What to produce → Select each line in the items that contains the string "below". Treat uppercase and lowercase letters as different.

Data records →
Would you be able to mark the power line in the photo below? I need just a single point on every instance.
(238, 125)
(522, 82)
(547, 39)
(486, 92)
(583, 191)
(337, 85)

The result →
Would you be able to mark the power line in the photo below? I need just a single point on every instance.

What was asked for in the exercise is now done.